| MATERIAL PROVIDED |

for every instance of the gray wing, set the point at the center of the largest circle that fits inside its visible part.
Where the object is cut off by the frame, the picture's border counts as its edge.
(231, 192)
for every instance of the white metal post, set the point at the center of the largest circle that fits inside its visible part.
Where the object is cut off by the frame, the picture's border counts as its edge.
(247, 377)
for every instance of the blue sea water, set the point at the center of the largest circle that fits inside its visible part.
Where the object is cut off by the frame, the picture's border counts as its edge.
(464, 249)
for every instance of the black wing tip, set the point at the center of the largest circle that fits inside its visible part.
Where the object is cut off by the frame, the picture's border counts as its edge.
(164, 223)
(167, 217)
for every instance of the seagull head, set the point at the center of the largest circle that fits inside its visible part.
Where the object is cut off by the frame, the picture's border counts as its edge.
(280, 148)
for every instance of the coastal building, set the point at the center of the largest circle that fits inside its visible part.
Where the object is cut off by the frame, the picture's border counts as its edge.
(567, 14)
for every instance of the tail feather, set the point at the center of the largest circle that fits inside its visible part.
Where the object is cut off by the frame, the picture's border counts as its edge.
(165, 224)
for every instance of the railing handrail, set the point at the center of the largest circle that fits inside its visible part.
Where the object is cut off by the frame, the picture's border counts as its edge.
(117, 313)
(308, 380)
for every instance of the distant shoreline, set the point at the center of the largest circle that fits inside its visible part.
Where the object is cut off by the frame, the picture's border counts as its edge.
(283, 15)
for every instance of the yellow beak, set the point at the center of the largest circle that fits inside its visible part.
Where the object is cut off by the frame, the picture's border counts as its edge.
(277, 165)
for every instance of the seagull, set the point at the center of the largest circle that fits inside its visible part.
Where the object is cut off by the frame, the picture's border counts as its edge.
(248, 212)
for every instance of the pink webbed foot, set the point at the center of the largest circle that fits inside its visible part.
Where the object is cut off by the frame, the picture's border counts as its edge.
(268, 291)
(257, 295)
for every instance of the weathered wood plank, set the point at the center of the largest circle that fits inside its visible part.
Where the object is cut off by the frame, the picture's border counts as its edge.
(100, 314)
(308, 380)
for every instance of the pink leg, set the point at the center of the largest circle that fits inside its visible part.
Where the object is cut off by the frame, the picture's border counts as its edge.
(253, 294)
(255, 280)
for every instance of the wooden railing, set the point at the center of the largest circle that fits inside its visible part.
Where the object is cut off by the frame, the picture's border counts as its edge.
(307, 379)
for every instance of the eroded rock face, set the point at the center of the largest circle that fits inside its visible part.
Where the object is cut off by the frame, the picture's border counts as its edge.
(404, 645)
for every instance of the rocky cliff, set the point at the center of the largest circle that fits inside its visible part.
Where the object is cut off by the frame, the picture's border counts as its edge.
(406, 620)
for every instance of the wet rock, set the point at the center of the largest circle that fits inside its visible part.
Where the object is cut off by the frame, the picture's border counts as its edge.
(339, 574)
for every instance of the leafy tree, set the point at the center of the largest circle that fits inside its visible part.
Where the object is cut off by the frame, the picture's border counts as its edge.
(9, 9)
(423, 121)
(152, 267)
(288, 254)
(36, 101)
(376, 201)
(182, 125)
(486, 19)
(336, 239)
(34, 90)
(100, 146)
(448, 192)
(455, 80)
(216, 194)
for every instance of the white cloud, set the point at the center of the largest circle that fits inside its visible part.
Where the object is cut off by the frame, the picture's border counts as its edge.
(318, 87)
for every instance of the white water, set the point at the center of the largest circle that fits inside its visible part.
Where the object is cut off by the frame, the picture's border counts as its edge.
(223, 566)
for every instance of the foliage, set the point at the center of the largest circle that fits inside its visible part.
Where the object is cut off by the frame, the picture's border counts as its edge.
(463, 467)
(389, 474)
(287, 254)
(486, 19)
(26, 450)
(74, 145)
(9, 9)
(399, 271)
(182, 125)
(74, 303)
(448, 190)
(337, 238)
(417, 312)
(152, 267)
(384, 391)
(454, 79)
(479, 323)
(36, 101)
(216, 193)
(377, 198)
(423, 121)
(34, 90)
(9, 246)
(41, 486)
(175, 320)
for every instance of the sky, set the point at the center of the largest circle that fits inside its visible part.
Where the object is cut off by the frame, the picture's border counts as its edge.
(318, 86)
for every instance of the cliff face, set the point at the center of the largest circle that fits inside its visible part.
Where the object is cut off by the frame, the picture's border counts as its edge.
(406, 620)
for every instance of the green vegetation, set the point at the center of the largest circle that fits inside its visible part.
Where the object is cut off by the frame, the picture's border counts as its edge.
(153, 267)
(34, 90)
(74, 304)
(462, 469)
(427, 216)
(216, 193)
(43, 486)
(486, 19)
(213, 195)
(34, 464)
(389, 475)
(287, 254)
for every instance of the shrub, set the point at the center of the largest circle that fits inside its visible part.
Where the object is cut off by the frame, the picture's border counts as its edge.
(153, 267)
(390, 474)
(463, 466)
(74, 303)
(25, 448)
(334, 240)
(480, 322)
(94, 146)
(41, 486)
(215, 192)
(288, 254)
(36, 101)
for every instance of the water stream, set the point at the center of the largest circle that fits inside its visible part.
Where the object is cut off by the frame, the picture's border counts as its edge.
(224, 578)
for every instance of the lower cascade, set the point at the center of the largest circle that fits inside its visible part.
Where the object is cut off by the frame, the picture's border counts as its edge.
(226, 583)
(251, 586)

| THE TASK |
Reproduce the entries above exactly.

| TASK RESULT |
for every instance of the gray wing, set the point at the center of the largest circle that fits inside its visible part.
Where the object is cut off by the frame, the picture's border counts as its edge.
(231, 192)
for every instance of the white metal post, set the point at the center of the largest circle that fits inside its visible part.
Where the object is cut off by the frame, the picture's border counts as its edge.
(247, 377)
for every instance of the blue sea water, set the point at the center of the largest circle that fits inside its visible part.
Where the object is cut off by the frame, the picture's border counts as its edge.
(464, 249)
for every instance of the black wing tip, set the point at the center of the largest circle that fits inside its visible part.
Where the object is cut off by the frame, the picture's border counts as its edge.
(164, 223)
(167, 217)
for every instance of the seagull head, set the point at the center of the largest circle that fits inside its visible part.
Where the object is cut off by the frame, the picture's border counts as its edge.
(280, 148)
for every instance of the coastal building, set the point at the center of the largest circle that fits inside its visible part.
Where the object is cut off by the frame, the picture's border counts as its edge.
(567, 14)
for every instance of the tail feather, set the point at the center of the largest circle that fits inside its visible part.
Where the object is cut off by the frame, the picture's border counts as its edge.
(165, 224)
for every instance of the railing handrail, set the point at the center of the largest circle that fits inside its visible part.
Where the object is cut off by the frame, the picture's border counts as its edge.
(117, 313)
(308, 380)
for every instance of the distant shoreline, set the point at the center of the largest circle that fits inside its visible part.
Where the object is cut off by the frame, the picture's border counts as its edge.
(283, 15)
for every instance of the yellow beak, set the point at the center of the largest circle that fits inside its visible part.
Where the object is cut off by the frame, the picture's border counts as its edge.
(277, 165)
for every instance of the seagull, set the point at the center of the largest circle that fits inside its visible part.
Where the object is cut off by the frame, the picture's border counts as its edge.
(248, 212)
for every instance of the pink webbed foot, set the point at the center of the largest circle that fits inside its visible part.
Where the object is cut off by the frame, the picture's border counts as its edge.
(268, 291)
(257, 295)
for every instance of the weathered wood plank, set the point at the center of the largest circle that fits inside its visible part.
Where the object is cut off by the frame, the picture's border counts as its edge.
(100, 314)
(308, 380)
for every instance of the pink leg, set the point at the center of the largest circle that fits inside its visible part.
Where the object is cut off by the frame, the picture's border counts as its edge.
(253, 294)
(255, 280)
for every instance of the wooden railing, set the point at the center of the largest circle that fits inside its visible part.
Where the object is cut off by the frame, the picture's border counts as its edge.
(307, 379)
for every instance of the eroded rock face, set the point at the center of the largest circle that fits inside its visible part.
Where the object is cut off by the frame, the picture's border counts as its edge.
(404, 645)
for every instance of the rocky cliff, set the point at the center of the largest circle that fits inside its visible part.
Where the object is cut off by the frame, the picture's border counts as its edge.
(406, 620)
for every instance of the wet rock, set the point at the center of the largest circle that fits inside its visible part.
Where the object is cut off by the frame, the picture's border counts as its edge.
(339, 574)
for every instance of the leafy tree, set the point at the center of the largest circle that fits inside its visible part.
Where the object is cut off by the frame, the picture's border counts as its edge.
(9, 9)
(423, 121)
(152, 267)
(288, 254)
(36, 101)
(376, 201)
(182, 125)
(486, 19)
(336, 239)
(34, 90)
(100, 146)
(448, 192)
(455, 80)
(216, 194)
for every instance of the white cloud, set the point at the center of the largest circle that fits inside its visible part.
Where the object is cut off by the frame, the picture's border counts as its edge.
(318, 87)
for every instance of the white water, set the point at the center of the largest circle that fits inside its visible part.
Where the object is cut off by the frame, the picture's border counts as its edge.
(223, 566)
for every instance of the foliage, set the point at the center of the largest circle that fits inside its visible part.
Where the object is cut off by the frame, the picture's border counts as its edge.
(463, 467)
(389, 474)
(287, 254)
(486, 19)
(26, 450)
(74, 145)
(9, 9)
(399, 271)
(182, 125)
(74, 303)
(448, 190)
(337, 238)
(417, 312)
(152, 267)
(384, 391)
(454, 79)
(479, 323)
(36, 101)
(216, 193)
(377, 198)
(423, 121)
(34, 90)
(9, 246)
(41, 486)
(175, 320)
for every instance of the sky, set the point at the center of the largest circle that fits inside its visible part.
Where the object is cut off by the frame, the picture's border counts as its edge.
(318, 86)
for every instance of the cliff face, set the point at the center of the largest circle that fits inside its visible part.
Where the object is cut off by the frame, the picture's border counts as its edge.
(406, 620)
for every instance of the green vegetation, set the point at the center of the largest circle that fits inside its visible part.
Where the object is cut off by the frame, the picture's border counts as its edge.
(153, 267)
(34, 90)
(74, 304)
(462, 469)
(427, 216)
(216, 193)
(43, 486)
(486, 19)
(213, 195)
(34, 464)
(389, 475)
(287, 254)
for every instance of the shrub, set the point at the center of the largest circle that fits inside its visible part.
Where the object is cut off by the frame, the picture's border counts as its edge.
(153, 267)
(390, 474)
(463, 466)
(74, 303)
(25, 448)
(334, 240)
(480, 322)
(94, 146)
(41, 486)
(215, 192)
(288, 254)
(36, 101)
for every instance of the water stream, set the point at the center of the largest circle that fits inside its visible part.
Where the object is cut off by the frame, the picture's border counts as its edge.
(224, 578)
for every instance of the lower cascade, set the point at the center of the largest circle that fits inside its visible part.
Where the object is cut off by the frame, the picture's border counts as its edge.
(226, 583)
(251, 586)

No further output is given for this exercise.